(Object position labeling material)
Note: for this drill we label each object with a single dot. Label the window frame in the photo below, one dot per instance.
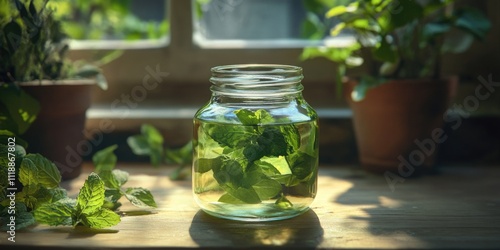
(188, 62)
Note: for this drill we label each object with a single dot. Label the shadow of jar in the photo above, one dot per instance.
(301, 231)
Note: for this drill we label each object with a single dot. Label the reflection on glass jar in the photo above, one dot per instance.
(255, 145)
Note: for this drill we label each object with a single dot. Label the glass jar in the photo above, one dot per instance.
(255, 145)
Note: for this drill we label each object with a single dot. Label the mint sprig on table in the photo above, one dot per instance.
(256, 159)
(40, 199)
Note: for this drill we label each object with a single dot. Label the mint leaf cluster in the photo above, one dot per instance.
(150, 143)
(257, 160)
(86, 210)
(40, 199)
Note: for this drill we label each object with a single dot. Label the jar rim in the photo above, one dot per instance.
(257, 69)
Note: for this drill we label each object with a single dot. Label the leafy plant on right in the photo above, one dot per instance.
(406, 38)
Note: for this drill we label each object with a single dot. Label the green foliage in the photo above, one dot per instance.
(405, 37)
(257, 160)
(40, 199)
(112, 19)
(150, 143)
(33, 48)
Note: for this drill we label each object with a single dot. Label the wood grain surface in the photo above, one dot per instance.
(457, 208)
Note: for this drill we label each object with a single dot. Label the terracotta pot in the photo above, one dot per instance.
(399, 124)
(57, 133)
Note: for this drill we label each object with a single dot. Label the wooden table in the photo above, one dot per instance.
(458, 208)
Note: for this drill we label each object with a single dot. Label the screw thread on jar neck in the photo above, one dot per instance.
(256, 80)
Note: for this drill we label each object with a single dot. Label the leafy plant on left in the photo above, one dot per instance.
(33, 47)
(40, 199)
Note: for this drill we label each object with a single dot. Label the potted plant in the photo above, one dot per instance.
(398, 104)
(44, 96)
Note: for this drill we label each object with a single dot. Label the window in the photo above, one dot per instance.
(202, 36)
(261, 23)
(114, 23)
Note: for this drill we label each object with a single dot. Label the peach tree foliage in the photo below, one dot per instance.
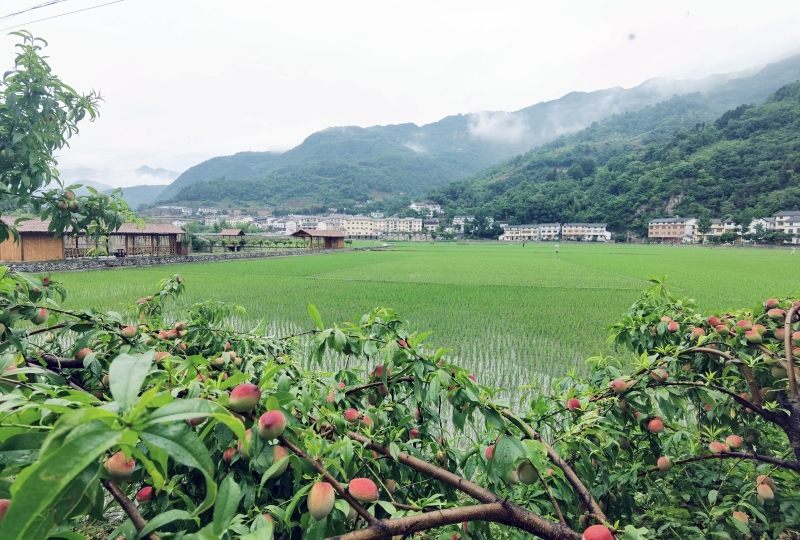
(694, 438)
(39, 113)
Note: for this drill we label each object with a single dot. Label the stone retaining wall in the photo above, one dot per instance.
(74, 265)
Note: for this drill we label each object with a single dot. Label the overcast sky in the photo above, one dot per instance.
(186, 80)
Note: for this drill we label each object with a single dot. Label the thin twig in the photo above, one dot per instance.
(128, 507)
(787, 344)
(791, 465)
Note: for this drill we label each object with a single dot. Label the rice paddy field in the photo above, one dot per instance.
(514, 315)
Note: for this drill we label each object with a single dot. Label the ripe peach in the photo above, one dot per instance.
(40, 317)
(278, 453)
(664, 464)
(743, 326)
(144, 494)
(321, 498)
(244, 397)
(118, 469)
(764, 479)
(527, 473)
(597, 532)
(673, 327)
(271, 425)
(363, 490)
(128, 332)
(765, 492)
(655, 425)
(659, 375)
(734, 441)
(227, 455)
(776, 314)
(718, 447)
(618, 386)
(741, 517)
(378, 373)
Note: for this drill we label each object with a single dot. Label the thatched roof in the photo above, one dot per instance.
(36, 225)
(319, 234)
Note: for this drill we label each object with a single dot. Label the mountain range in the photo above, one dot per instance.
(342, 166)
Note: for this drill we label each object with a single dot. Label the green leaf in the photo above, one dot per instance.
(42, 486)
(162, 519)
(493, 417)
(180, 442)
(126, 376)
(227, 503)
(315, 316)
(316, 529)
(506, 452)
(294, 502)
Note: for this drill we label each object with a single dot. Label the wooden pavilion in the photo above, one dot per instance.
(321, 239)
(156, 239)
(36, 243)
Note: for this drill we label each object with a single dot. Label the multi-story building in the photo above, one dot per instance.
(585, 231)
(521, 233)
(675, 229)
(767, 225)
(718, 228)
(549, 231)
(430, 208)
(789, 222)
(396, 225)
(782, 219)
(237, 220)
(357, 226)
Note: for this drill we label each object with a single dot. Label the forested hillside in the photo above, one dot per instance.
(349, 162)
(237, 166)
(747, 162)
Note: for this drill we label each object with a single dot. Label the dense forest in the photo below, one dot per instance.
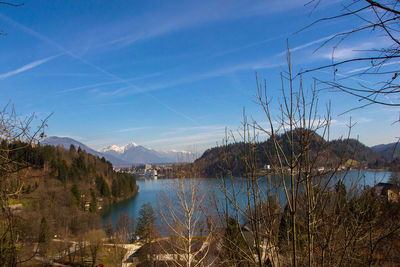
(345, 152)
(54, 192)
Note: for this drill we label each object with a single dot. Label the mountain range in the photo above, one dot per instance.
(127, 155)
(216, 161)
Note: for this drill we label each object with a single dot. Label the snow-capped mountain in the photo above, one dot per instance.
(129, 154)
(137, 154)
(66, 142)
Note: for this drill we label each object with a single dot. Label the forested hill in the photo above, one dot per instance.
(216, 161)
(63, 189)
(73, 168)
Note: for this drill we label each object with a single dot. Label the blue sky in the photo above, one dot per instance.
(170, 74)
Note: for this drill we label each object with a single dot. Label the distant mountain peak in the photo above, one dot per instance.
(131, 144)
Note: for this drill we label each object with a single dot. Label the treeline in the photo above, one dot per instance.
(51, 192)
(74, 168)
(349, 153)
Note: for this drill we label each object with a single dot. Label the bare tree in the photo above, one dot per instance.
(182, 211)
(14, 130)
(377, 66)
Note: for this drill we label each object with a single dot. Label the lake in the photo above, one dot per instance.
(150, 190)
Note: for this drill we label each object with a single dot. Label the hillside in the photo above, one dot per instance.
(218, 160)
(389, 151)
(66, 142)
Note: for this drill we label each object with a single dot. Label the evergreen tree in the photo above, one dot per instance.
(145, 224)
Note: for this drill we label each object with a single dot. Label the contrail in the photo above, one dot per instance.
(26, 67)
(109, 74)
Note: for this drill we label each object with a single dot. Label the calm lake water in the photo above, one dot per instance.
(150, 190)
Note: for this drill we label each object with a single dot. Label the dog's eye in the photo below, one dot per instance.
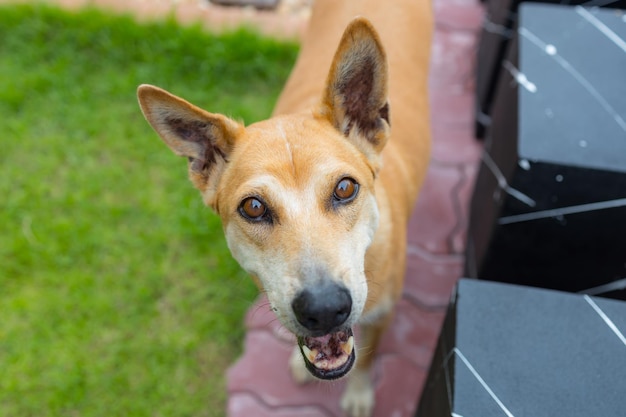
(253, 209)
(345, 190)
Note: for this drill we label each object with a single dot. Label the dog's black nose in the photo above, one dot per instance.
(323, 307)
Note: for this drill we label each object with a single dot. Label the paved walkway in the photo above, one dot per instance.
(260, 385)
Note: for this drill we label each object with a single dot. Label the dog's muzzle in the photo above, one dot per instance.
(328, 349)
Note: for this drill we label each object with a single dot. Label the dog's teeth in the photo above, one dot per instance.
(310, 355)
(348, 346)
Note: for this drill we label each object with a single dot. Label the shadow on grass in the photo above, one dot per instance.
(118, 294)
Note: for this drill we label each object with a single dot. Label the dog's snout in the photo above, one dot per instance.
(323, 308)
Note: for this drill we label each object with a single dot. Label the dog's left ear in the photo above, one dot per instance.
(355, 99)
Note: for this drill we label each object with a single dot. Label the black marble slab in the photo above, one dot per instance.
(549, 207)
(508, 350)
(498, 29)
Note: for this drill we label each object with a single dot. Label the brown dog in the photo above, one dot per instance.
(315, 200)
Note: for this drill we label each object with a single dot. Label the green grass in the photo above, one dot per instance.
(118, 296)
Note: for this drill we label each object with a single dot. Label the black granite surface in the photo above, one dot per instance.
(550, 197)
(508, 350)
(498, 29)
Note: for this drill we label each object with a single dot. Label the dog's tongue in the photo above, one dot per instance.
(329, 356)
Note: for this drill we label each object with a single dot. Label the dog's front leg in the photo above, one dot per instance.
(358, 398)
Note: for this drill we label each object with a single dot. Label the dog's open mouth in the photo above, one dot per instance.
(330, 356)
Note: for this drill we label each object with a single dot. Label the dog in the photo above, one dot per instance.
(315, 201)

Directive
Print every line of the material above word for word, but leave out the pictures.

Worked solution
Note: for this drill we label each object with a single dot. Label the window frame in the photo below, one dot per instance.
(188, 62)
Note: for this drill we label each object with a single dot. Label the shadow of jar in the photo above, one dot per instance.
(301, 231)
Note: for this drill we label each object with a single dot. Label the reflection on glass jar in the photo above, one dot per instance.
(255, 145)
Note: for this drill we label each object with a single dot. Label the glass jar in the photo above, one dot per instance.
(255, 145)
Note: for this drill we label each object with a single dot. Label the mint sprig on table in the photo above, one dot per instance.
(256, 159)
(40, 199)
Note: for this drill we label each object with a single dot. Label the mint leaf cluster in the photo above, one dot per instance.
(150, 143)
(257, 160)
(86, 210)
(40, 199)
Note: for this drill we label each object with a single dot. Label the jar rim in the photo above, one dot per instance.
(257, 69)
Note: for this drill we label each object with a single dot. Label the leafy plant on right in the photo above, one dot per instance.
(406, 38)
Note: for this drill we label each object with a single dot. Label the green foliage in the photo above, one dot per instance.
(405, 37)
(257, 160)
(40, 199)
(112, 19)
(150, 143)
(33, 48)
Note: for this drill we label each object with a single dot. Label the wood grain surface in the photo above, one dot per instance.
(457, 208)
Note: for this drill we label each object with a single dot. Label the terracotta pot in the photo above, one dot per instance.
(399, 124)
(57, 133)
Note: for this drill we label each object with a single dot. Label the wooden table in the photo above, one dot per instance.
(458, 208)
Note: for this drill we label each object with a single dot. Label the screw thread on jar neck in the photo above, one dot per instance.
(256, 80)
Note: for this drill we label each object with a single dot. Label the leafy plant on left in the photo above, one dot per instance.
(33, 47)
(40, 199)
Note: for this drill we label each object with a single dot. Label the potted plant in the photo above, one dot per instance.
(398, 104)
(44, 96)
Note: for this drill we label each object with a single dot. Label the window in the photo above, one dot per instance.
(202, 36)
(261, 23)
(114, 23)
Note: for this drill we label each object with a single dot. Label the peach tree foliage in the photo below, one dot per instance.
(694, 438)
(39, 113)
Note: for this drill we label each object with a single dot. Label the stone retaining wall in the photo above, one dot per instance.
(74, 265)
Note: for this drill we label each object with a single dot. Label the overcast sky in the photo above, one dot per instance.
(186, 80)
Note: for this drill we label each object with a single dot. Label the thin twig in the photo above, one dot per instance.
(128, 507)
(787, 344)
(791, 465)
Note: for this drill we label each object with a single dot. Label the rice paddy field in the photo above, one dot per instance.
(514, 315)
Note: for this drill we label each object with a single dot. Label the ripe peach in the photo above, one dot per instance.
(40, 317)
(278, 453)
(664, 464)
(743, 326)
(144, 494)
(321, 498)
(244, 397)
(118, 469)
(764, 479)
(527, 473)
(597, 532)
(673, 327)
(271, 425)
(363, 490)
(128, 332)
(765, 492)
(655, 425)
(659, 375)
(734, 441)
(227, 455)
(776, 314)
(718, 447)
(618, 386)
(741, 517)
(378, 373)
Note: for this drill we label each object with a single dot. Label the thatched roof in the photo above, one dot per instance.
(36, 225)
(319, 234)
Note: for this drill we label each object with a single dot. Label the mountain range in the photo above, one dot per instance.
(342, 166)
Note: for this drill we label each object with a single dot. Label the green leaf in the photo above, one dot per instance.
(42, 486)
(162, 519)
(493, 417)
(180, 442)
(126, 376)
(227, 503)
(315, 316)
(316, 529)
(506, 452)
(294, 502)
Note: for this drill we label each object with a single dot. Label the wooden pavilion in the photo above, one dot per instance.
(321, 239)
(156, 239)
(36, 243)
Note: for this drill we label each object with a single dot. Label the multi-story building in the photo above, one dot per instance.
(585, 231)
(521, 233)
(675, 229)
(767, 225)
(718, 228)
(549, 231)
(430, 208)
(789, 222)
(396, 225)
(782, 219)
(237, 220)
(357, 226)
Note: for this drill we label each object with a single dot. Label the forested hillside in the photo above, one dot per instance.
(349, 162)
(237, 166)
(747, 162)
Note: for this drill we label each object with a single dot. Label the dense forest in the photo below, one dot per instance.
(345, 152)
(54, 192)
Note: for this drill we label each object with a single dot. Label the mountain range in the photo above, one dot per instance.
(127, 155)
(216, 161)
Note: for this drill we label each object with a single dot. Label the snow-capped mountain in the photo above, one dot per instance.
(129, 154)
(137, 154)
(66, 142)
Note: for this drill we label each object with a single dot. Label the forested hill in the photo above, one dot per instance.
(216, 161)
(63, 189)
(73, 168)
Note: for this drill we label each object with a single dot. Label the blue sky in the photo above, one dot per instance.
(170, 74)
Note: for this drill we label each object with a single dot. Label the distant mountain peak in the photo above, one dot per instance.
(131, 144)
Note: for this drill we label each object with a single dot. Label the treeline in the photo above, one dot per instance.
(51, 192)
(74, 168)
(349, 153)
Note: for this drill we label each object with a single dot. Label the bare tree in the photo above, one dot per instance.
(182, 211)
(14, 130)
(377, 66)
Note: for this drill we label each object with a single dot. Label the lake in the photo above, one dot per instance.
(150, 190)
Note: for this drill we label each object with a single dot. Label the hillside in the photo above, one dot per instance.
(218, 160)
(389, 151)
(66, 142)
Note: for this drill we label each object with a single dot. Label the evergreen tree in the photo above, one dot per instance.
(145, 224)
Note: for this drill we label each object with a single dot. Label the contrail in the photo above, one dot per instance.
(26, 67)
(109, 74)
Note: for this drill we label each object with a single dot. Label the calm lake water in the photo above, one dot per instance.
(150, 190)
Note: for this drill we label each object with a single dot. Label the dog's eye in the photo below, one dot per instance.
(253, 209)
(345, 190)
Note: for this drill we label each object with a single dot. Label the dog's black nose in the photo above, one dot per instance.
(323, 307)
Note: for this drill we label each object with a single dot. Label the paved walkway in the photo above, one dot per instance.
(260, 385)
Note: for this drill we label each object with a single dot. Label the dog's muzzle in the photo above, one dot per instance.
(328, 349)
Note: for this drill we label each object with a single dot. Label the dog's teeth in the photo above, one dot per instance.
(310, 355)
(348, 346)
Note: for this drill we label each object with a single dot. Label the shadow on grass in the photo above, one dot per instance.
(118, 294)
Note: for this drill we label each object with a single dot. Label the dog's snout in the photo above, one dot per instance.
(323, 308)
Note: for this drill we label each object with a single dot. Label the dog's left ear in the photo above, one dot per instance.
(355, 99)
Note: for this drill we label each object with a single dot. Label the black marble slab in the photo above, one dot per instance.
(549, 207)
(508, 350)
(498, 29)
Note: for this drill we label each object with a single dot. Label the brown dog in the photo above, one dot per instance.
(315, 200)
Note: for this drill we label each object with a single dot. Label the green grass in the photo above, one dot per instance.
(118, 296)
Note: for this drill we label each object with a single dot. Label the black granite surface in the photo above, one dot per instance.
(550, 197)
(508, 350)
(498, 29)
Note: for this drill we label each object with a single dot. Label the dog's tongue in the photo above, one dot per instance.
(329, 356)
Note: for this drill we label each object with a single dot. Label the dog's front leg in the photo above, one dot per instance.
(358, 398)
Note: for this drill we label each object with a single dot. Label the dog's open mouth in the photo above, one dot per instance.
(330, 356)
Note: for this drill we label each object with a single dot. Label the dog in the photo above, one dot per instance.
(315, 201)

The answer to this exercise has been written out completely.